• [Set tasks]
A – Answer these questions about the nouveau patch email:
(i) Which file does the patch modify?
(ii) Starting from which kernel version is the change marked for stable?
(iii) Who sent the patch, and on what date?
B – Can you reproduce the nouveau patch email word for word from "LKML Archive mirror" to "(2 more replies)"?
C – Could you resume the nouveau patch email from its last line and carry it on?

• [Excerpt]
start

LKML Archive mirror
 help / color / mirror / Atom feed
* [PATCH] nouveau: explicitly wait on the fence in nouveau_bo_move_m2mf
@ 2022-08-19 20:09 Karol Herbst
  2022-08-22 21:15 ` Lyude Paul
                   ` (2 more replies)
  0 siblings, 3 replies; 7+ messages in thread
From: Karol Herbst @ 2022-08-19 20:09 UTC (permalink / raw
  To: linux-kernel
  Cc: Ben Skeggs, Lyude Paul, dri-devel, nouveau, Karol Herbst, stable

It is a bit unlcear to us why that's helping, but it does and unbreaks
suspend/resume on a lot of GPUs without any known drawbacks.

Cc: stable@vger.kernel.org # v5.15+
Closes: https://gitlab.freedesktop.org/drm/nouveau/-/issues/156
Signed-off-by: Karol Herbst <kherbst@redhat.com>
---
 drivers/gpu/drm/nouveau/nouveau_bo.c | 9 +++++++++
 1 file changed, 9 insertions(+)

end

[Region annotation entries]
start

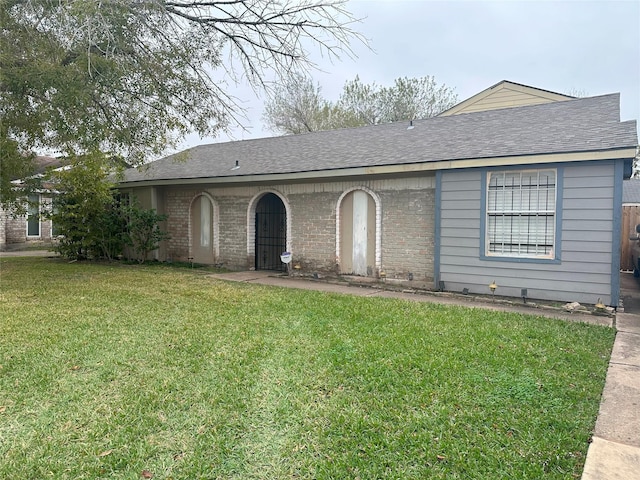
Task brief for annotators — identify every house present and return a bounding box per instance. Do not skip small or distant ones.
[119,81,638,306]
[0,156,62,251]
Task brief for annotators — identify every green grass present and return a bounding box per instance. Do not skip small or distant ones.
[0,258,614,480]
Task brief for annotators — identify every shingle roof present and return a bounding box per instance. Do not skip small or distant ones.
[124,94,638,182]
[622,178,640,204]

end

• [Results]
A –
(i) drivers/gpu/drm/nouveau/nouveau_bo.c
(ii) v5.15
(iii) Karol Herbst, on 2022-08-19

B –
LKML Archive mirror
 help / color / mirror / Atom feed
* [PATCH] nouveau: explicitly wait on the fence in nouveau_bo_move_m2mf
@ 2022-08-19 20:09 Karol Herbst
  2022-08-22 21:15 ` Lyude Paul
                   ` (2 more replies)

C –
diff --git a/drivers/gpu/drm/nouveau/nouveau_bo.c b/drivers/gpu/drm/nouveau/nouveau_bo.c
index 35bb0bb3fe61..126b3c6e12f9 100644
--- a/drivers/gpu/drm/nouveau/nouveau_bo.c
+++ b/drivers/gpu/drm/nouveau/nouveau_bo.c
@@ -822,6 +822,15 @@ nouveau_bo_move_m2mf(struct ttm_buffer_object *bo, int evict,
 		if (ret == 0) {
 			ret = nouveau_fence_new(chan, false, &fence);
 			if (ret == 0) {
+				/* TODO: figure out a better solution here
+				 *
+				 * wait on the fence here explicitly as going through
+				 * ttm_bo_move_accel_cleanup somehow doesn't seem to do it.
+				 *
+				 * Without this the operation can timeout and we'll fallback to a
+				 * software copy, which might take several minutes to finish.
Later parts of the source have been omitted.